start SUPPLIED TEXT
Why start investing early? - Blog (2024)

It can be scary to make your first investment. But the potential results of making the leap early can help outweigh those fears.

As educators dedicated to equipping the next generation with essential life skills, you understand the importance of financial literacy. One of the most valuable lessons you can impart to your students is the significance of investing early. Time is a precious asset in the world of finance, and by starting early, young investors can harness its power to build substantial wealth over time.

To drive home this point, let's take a look at an investment in the S&P 500, one of the most popular indices for beginning investors. Purchasing an S&P index fund provides you with an investment in the 500 largest corporations in the U.S. and represents about 75% of the total value of the U.S. economy. Let's look at two examples to demonstrate the value of starting early:

  • Jane starts investing her summer earnings of $1,000 in an S&P 500 fund when she's 18. At the age of 48 (using the past 30 years as a proxy), her investment would have grown to $16,600
  • Bill waits 10 years and makes his investment of $1,000 in the same fund at the age of 28. At the age of 48 (using the past 20 years a proxy), his investment would be worth $6,000.

A few points worth highlighting here:

  • That extra 10 years of compounding means Jane's investment is worth $10,000 more than Bill's investment.
end SUPPLIED TEXT
start EXCERPTED DATA
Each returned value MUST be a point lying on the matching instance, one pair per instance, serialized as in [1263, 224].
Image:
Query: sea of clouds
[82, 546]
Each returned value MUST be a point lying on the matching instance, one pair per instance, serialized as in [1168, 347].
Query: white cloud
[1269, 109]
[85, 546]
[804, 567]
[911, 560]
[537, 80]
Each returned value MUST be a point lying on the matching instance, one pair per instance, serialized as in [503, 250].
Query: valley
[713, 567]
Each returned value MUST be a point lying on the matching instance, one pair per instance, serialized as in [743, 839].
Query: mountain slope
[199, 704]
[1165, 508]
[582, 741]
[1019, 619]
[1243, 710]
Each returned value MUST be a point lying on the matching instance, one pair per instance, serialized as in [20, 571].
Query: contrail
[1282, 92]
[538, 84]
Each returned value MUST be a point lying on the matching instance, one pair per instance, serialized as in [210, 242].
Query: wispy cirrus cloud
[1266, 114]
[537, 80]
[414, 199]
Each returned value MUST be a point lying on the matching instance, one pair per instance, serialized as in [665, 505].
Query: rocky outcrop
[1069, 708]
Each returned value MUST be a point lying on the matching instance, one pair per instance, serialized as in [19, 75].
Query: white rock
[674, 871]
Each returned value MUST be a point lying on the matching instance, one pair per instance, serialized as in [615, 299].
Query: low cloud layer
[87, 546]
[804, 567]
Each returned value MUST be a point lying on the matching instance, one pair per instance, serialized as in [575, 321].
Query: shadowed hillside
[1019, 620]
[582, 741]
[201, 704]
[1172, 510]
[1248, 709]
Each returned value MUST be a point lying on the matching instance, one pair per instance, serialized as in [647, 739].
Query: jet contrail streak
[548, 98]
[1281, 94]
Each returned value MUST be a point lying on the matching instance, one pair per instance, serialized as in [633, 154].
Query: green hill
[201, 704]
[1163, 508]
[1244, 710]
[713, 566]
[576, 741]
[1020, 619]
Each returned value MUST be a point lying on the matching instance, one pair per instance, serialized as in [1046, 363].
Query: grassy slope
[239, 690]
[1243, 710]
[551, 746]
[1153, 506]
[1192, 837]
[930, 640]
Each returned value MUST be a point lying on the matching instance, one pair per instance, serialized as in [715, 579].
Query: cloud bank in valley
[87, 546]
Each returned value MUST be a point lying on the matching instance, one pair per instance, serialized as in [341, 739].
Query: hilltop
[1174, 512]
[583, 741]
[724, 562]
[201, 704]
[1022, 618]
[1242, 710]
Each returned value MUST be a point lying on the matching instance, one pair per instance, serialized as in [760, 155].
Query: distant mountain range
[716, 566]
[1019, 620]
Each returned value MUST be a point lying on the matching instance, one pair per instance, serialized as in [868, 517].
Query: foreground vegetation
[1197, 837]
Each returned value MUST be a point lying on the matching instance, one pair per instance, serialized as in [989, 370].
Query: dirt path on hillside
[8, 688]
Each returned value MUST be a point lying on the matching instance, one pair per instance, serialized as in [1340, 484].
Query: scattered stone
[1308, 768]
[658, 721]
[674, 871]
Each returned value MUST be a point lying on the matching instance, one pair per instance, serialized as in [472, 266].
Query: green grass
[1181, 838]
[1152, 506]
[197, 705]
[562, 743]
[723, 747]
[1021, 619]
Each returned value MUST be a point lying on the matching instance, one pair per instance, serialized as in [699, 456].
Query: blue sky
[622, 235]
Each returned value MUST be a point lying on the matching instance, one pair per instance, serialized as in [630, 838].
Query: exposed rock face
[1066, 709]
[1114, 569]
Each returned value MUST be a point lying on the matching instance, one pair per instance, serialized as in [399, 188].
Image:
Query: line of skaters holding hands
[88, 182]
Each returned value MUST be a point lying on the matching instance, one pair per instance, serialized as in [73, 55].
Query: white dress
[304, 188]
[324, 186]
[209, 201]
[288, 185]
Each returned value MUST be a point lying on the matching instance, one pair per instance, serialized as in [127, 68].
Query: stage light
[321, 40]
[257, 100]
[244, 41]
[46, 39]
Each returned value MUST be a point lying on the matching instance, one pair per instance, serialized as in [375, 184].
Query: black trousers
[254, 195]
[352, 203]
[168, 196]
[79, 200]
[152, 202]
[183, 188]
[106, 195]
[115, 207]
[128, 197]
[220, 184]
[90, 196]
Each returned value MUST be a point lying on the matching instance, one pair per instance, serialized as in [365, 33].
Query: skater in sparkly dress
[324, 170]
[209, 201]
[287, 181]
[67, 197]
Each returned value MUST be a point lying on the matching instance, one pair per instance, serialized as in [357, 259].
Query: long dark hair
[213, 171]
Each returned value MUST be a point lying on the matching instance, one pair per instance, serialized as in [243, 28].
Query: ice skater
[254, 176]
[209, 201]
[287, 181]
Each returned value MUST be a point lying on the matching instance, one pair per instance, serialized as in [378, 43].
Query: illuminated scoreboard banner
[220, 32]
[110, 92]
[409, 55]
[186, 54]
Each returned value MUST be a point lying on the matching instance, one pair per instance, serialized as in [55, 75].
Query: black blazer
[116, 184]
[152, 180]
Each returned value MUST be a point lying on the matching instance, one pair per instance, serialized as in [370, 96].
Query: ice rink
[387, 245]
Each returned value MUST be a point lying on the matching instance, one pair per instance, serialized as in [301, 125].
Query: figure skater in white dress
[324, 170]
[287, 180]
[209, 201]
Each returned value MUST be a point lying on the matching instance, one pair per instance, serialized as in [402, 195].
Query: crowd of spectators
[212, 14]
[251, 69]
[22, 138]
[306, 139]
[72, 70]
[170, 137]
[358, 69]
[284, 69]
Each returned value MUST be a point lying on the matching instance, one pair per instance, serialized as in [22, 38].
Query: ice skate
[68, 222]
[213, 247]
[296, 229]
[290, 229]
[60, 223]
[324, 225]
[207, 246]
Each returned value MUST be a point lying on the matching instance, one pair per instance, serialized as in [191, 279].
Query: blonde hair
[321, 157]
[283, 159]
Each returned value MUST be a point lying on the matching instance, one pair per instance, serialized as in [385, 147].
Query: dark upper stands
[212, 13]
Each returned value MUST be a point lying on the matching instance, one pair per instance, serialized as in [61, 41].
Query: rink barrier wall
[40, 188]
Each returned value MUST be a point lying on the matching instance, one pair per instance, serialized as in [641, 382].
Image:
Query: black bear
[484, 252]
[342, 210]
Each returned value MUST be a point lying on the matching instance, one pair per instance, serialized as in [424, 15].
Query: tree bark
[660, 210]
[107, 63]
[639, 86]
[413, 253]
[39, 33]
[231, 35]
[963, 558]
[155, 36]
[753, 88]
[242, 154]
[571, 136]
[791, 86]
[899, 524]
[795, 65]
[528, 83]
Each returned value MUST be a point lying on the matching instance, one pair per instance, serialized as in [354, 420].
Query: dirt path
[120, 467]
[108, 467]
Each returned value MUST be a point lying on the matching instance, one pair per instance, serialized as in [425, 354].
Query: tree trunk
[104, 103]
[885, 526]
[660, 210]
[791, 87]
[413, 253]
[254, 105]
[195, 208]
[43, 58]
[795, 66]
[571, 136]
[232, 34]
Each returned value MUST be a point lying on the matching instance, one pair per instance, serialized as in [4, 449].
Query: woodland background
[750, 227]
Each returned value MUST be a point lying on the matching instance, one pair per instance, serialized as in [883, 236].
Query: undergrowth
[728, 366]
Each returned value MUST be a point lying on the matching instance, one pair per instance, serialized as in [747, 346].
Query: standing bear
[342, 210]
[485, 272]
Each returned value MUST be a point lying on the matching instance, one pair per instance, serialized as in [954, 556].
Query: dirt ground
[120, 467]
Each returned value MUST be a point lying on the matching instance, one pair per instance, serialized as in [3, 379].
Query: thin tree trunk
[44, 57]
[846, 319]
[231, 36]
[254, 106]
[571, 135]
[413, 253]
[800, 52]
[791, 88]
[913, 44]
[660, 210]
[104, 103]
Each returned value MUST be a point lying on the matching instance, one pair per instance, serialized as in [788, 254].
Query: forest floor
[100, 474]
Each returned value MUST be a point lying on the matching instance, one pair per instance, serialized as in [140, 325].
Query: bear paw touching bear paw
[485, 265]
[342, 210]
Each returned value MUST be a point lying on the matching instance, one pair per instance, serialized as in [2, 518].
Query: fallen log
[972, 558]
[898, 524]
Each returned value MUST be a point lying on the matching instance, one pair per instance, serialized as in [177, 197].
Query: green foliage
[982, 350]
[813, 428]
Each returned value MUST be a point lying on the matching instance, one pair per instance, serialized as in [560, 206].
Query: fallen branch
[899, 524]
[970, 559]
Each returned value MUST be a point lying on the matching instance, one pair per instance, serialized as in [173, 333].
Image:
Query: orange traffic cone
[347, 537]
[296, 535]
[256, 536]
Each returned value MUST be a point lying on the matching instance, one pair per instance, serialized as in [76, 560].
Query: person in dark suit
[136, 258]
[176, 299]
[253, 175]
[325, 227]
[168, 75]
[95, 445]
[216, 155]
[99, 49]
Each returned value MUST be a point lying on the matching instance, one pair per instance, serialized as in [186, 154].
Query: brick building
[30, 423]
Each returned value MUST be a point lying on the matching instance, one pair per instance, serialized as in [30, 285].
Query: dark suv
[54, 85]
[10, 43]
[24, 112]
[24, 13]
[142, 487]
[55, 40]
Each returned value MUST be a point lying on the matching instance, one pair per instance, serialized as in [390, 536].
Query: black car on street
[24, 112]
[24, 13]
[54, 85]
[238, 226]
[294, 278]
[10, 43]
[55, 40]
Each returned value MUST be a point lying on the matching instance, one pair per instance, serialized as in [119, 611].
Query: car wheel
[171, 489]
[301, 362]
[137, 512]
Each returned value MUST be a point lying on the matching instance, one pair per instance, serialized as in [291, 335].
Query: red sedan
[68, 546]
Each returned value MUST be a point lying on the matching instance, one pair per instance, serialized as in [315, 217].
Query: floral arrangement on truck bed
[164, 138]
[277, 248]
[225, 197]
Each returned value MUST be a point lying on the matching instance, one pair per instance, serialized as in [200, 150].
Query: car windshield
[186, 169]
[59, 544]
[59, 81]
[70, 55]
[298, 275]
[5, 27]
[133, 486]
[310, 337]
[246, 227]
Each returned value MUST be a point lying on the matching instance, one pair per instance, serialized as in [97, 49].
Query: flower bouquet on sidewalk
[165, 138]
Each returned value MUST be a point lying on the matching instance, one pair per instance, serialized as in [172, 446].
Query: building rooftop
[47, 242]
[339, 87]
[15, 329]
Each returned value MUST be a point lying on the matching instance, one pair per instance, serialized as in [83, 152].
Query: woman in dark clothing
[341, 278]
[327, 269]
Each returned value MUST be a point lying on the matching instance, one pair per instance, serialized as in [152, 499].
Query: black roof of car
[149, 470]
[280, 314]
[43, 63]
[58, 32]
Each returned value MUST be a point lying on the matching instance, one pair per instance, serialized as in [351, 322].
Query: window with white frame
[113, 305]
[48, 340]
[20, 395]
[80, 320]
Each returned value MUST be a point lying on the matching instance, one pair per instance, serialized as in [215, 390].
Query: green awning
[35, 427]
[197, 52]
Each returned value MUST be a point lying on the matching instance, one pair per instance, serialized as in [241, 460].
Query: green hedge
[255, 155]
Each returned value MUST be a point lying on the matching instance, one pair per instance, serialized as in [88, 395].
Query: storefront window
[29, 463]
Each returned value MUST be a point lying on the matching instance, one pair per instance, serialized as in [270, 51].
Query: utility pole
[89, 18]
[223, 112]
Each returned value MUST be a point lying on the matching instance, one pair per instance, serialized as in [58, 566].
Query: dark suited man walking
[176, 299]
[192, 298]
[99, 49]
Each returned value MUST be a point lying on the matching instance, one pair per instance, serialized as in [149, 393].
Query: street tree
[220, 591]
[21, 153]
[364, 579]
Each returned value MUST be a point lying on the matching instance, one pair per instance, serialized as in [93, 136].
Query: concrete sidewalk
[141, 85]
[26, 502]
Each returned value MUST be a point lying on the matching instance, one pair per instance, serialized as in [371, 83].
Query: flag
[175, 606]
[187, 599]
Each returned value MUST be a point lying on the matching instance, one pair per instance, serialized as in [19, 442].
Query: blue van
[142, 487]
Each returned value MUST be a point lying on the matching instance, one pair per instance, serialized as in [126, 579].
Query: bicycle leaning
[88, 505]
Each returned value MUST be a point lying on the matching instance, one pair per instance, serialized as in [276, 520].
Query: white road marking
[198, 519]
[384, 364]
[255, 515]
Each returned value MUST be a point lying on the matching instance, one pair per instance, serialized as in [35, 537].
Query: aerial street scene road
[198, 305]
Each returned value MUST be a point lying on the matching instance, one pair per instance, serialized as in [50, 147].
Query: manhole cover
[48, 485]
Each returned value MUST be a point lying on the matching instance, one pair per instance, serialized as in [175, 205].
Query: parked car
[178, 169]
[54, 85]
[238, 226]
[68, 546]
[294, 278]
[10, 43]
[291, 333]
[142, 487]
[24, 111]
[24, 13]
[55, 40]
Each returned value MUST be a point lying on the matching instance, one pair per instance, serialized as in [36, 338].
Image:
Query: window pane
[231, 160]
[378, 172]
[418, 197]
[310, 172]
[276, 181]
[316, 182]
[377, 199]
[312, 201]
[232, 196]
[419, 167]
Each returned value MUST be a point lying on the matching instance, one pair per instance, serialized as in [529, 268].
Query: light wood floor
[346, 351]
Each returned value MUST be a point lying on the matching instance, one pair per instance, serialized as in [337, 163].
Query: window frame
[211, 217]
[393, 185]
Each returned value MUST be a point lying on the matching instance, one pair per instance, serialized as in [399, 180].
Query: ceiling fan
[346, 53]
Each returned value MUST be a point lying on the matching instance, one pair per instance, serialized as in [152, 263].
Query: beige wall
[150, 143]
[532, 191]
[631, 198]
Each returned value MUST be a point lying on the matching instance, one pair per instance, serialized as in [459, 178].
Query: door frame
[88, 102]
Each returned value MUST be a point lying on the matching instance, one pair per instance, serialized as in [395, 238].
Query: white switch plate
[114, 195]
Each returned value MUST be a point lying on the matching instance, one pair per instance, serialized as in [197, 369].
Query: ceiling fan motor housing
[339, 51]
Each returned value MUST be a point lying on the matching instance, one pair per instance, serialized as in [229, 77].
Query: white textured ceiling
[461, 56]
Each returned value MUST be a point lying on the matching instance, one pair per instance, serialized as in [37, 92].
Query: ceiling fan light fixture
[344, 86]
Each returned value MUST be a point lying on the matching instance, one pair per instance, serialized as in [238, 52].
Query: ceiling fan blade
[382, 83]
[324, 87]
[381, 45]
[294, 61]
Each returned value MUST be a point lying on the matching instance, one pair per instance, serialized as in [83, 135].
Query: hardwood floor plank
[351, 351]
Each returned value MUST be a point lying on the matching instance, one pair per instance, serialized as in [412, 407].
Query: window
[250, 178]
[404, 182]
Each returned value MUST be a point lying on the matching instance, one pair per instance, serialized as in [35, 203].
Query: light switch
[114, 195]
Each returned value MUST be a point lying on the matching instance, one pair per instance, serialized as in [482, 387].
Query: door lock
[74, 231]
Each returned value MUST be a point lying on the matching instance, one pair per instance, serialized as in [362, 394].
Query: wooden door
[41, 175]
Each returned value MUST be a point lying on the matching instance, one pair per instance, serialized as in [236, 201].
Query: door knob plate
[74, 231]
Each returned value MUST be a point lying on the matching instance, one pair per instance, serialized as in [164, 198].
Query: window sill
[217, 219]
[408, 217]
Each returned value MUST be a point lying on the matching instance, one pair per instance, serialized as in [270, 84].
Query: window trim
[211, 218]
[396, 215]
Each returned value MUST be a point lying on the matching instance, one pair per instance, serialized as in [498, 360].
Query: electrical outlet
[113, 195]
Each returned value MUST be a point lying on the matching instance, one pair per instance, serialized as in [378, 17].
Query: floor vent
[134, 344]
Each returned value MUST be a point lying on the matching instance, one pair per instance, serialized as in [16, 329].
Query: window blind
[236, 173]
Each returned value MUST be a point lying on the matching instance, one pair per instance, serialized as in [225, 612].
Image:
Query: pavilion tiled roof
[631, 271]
end EXCERPTED DATA
- **SET PROBLEM**
Please transcribe the blog post on investing early in full, word for word.

- **TASK OUTPUT**
Why start investing early? - Blog (2024)

It can be scary to make your first investment. But the potential results of making the leap early can help outweigh those fears.

As educators dedicated to equipping the next generation with essential life skills, you understand the importance of financial literacy. One of the most valuable lessons you can impart to your students is the significance of investing early. Time is a precious asset in the world of finance, and by starting early, young investors can harness its power to build substantial wealth over time.

To drive home this point, let's take a look at an investment in the S&P 500, one of the most popular indices for beginning investors. Purchasing an S&P index fund provides you with an investment in the 500 largest corporations in the U.S. and represents about 75% of the total value of the U.S. economy. Let's look at two examples to demonstrate the value of starting early:

  • Jane starts investing her summer earnings of $1,000 in an S&P 500 fund when she's 18. At the age of 48 (using the past 30 years as a proxy), her investment would have grown to $16,600
  • Bill waits 10 years and makes his investment of $1,000 in the same fund at the age of 28. At the age of 48 (using the past 20 years a proxy), his investment would be worth $6,000.

A few points worth highlighting here:

  • That extra 10 years of compounding means Jane's investment is worth $10,000 more than Bill's investment.